- **What the task asks**
Every line of the material has to be retyped exactly.

- **Dataset extract**

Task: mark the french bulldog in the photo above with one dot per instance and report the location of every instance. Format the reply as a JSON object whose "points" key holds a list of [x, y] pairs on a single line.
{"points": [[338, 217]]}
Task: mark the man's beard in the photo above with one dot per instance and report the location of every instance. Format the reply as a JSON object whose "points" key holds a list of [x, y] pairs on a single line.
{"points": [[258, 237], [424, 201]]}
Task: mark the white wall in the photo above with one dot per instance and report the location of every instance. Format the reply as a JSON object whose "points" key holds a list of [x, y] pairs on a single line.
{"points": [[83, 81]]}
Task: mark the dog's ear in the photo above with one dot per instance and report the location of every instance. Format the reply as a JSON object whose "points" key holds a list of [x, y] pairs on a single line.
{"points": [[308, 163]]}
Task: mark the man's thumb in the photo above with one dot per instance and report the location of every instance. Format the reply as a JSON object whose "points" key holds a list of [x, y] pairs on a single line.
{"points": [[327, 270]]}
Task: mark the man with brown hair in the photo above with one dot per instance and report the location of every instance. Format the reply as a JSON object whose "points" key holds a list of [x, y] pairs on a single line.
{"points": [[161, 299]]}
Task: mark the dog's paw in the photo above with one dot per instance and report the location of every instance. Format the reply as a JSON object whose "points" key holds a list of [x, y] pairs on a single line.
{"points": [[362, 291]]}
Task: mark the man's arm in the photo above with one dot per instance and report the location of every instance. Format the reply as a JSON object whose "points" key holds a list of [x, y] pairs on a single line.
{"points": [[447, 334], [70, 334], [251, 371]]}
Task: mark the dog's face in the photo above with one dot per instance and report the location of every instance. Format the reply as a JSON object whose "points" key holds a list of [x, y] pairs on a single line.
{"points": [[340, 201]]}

- **Answer to this problem**
Task: mark the french bulldog in the photo above with one dot per instance and report the location of every instance. Format the reply as a JSON object whose "points" key holds a list of [x, y] pairs on a single line.
{"points": [[338, 217]]}
Task: mark the man's beard in the photo above with one dot per instance and report the location of every instance. Format the reply as a JSON object whose "points" key holds a list of [x, y] pairs on a single line.
{"points": [[258, 237], [424, 201]]}
Task: mark the white wall in the photo above with one dot per instance and report the location of every instance. Format the reply as a JSON object whose "points" key holds a list of [x, y] pairs on a single line.
{"points": [[83, 81]]}
Task: mark the dog's ear in the photo above with one dot per instance and report the location of every instance. Format the reply as a JSON object whose "points" key holds a list of [x, y] pairs on a single line.
{"points": [[308, 163]]}
Task: mark the man's thumb in the photo above with one dot per instance and report the location of every instance. Format the reply as a JSON object whose "points" key holds a list of [x, y] pairs on a single line.
{"points": [[327, 270]]}
Task: mark the man with brown hair in the photo above with one dot per instance and report the location of every instance. Format the reply as a JSON object whose "points" key holds a list of [x, y] pairs on a single line.
{"points": [[161, 299]]}
Task: mark the dog's paw in the photo above with one dot per instance and report the location of every instance. Format the reply as a JSON object whose "points" key holds a list of [x, y] pairs on a single line.
{"points": [[362, 291]]}
Task: mark the man's arm in the photo above with one dot per instance and report the location of every instance. Format the reply as a JSON object whose "points" key holds a list of [x, y] pairs on a single line.
{"points": [[447, 334], [70, 334], [251, 371]]}
Task: mark the dog's face in the photo above with one dot per instance and report the location of every instance. Format the reply as a JSON object whose "points" key holds a list of [x, y] pairs on a single line.
{"points": [[340, 201]]}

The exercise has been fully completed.